PROBLEM TO SOLVE: Count the lines of the records that contain the string "building", treating uppercase and lowercase as different, and reply with the number alone.

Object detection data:
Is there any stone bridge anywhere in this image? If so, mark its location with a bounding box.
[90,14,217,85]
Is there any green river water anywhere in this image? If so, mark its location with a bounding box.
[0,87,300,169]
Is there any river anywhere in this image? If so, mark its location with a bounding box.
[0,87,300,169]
---
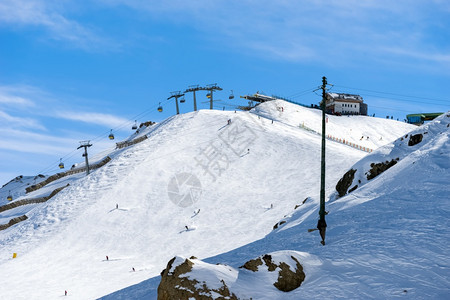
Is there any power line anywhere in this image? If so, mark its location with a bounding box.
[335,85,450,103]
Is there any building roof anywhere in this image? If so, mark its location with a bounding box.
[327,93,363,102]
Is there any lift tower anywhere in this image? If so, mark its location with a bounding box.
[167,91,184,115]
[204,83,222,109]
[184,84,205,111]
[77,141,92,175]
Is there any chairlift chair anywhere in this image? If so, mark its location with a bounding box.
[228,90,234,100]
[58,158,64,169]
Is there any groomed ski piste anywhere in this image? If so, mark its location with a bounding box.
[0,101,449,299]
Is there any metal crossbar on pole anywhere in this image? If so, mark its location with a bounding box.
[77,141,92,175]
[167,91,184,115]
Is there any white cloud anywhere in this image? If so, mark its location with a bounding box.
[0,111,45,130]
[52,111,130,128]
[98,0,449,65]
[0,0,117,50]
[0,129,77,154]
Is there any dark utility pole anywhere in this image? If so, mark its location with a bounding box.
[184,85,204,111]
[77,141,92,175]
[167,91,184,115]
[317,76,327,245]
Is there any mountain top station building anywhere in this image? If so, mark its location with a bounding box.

ANSWER TO THIS TASK: 2